Return, word for word, every entry in the listing below, but not its images.
━━━━━ Dataset content
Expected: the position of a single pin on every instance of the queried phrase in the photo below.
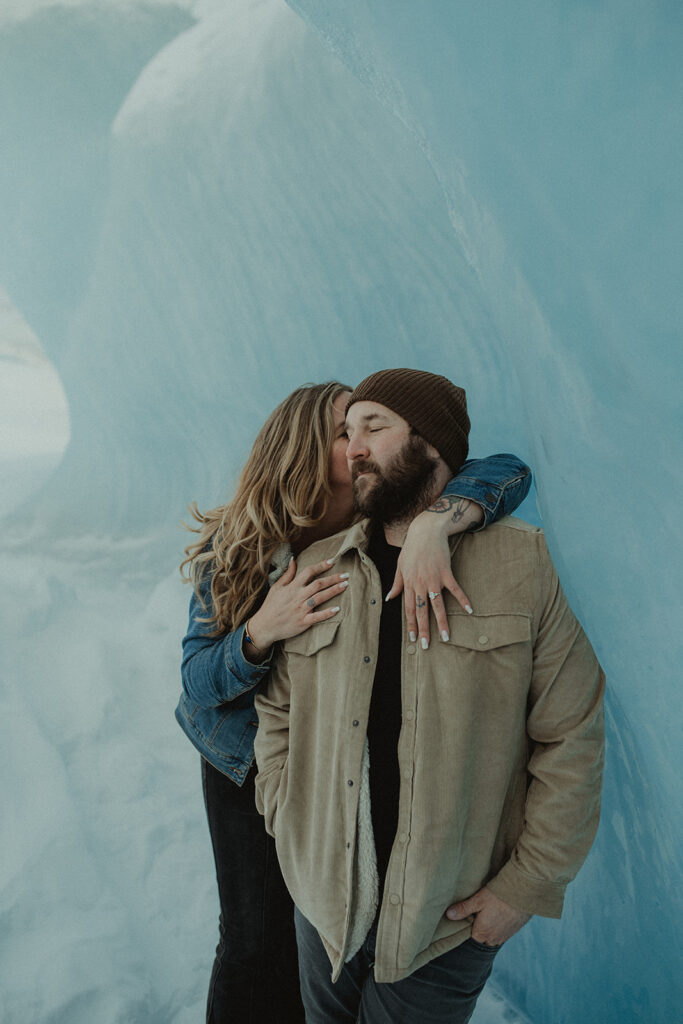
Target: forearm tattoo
(451, 503)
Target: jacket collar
(356, 537)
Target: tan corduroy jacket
(501, 750)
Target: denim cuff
(238, 664)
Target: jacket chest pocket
(314, 639)
(492, 650)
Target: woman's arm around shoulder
(481, 493)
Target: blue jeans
(255, 974)
(443, 991)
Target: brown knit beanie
(434, 407)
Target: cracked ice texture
(205, 205)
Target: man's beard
(403, 489)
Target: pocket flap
(315, 638)
(487, 632)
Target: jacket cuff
(239, 665)
(527, 894)
(487, 498)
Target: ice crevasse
━━━━━━━━━━
**Task output**
Expected: the position of a single pin on every instance of the queried phrase in the photo below.
Target: forearm tattoo
(451, 503)
Target: jacket collar
(356, 537)
Target: tan corduroy jacket
(501, 750)
Target: denim cuff
(238, 664)
Target: jacket chest pocket
(314, 639)
(492, 650)
Target: woman's arm around shoulder
(481, 493)
Target: blue jeans
(255, 974)
(443, 991)
Target: brown knit beanie
(434, 407)
Target: cracked ice texture
(205, 205)
Target: man's beard
(403, 489)
Target: pocket flap
(315, 638)
(487, 632)
Target: jacket cuff
(239, 665)
(527, 894)
(487, 498)
Target: ice crevasse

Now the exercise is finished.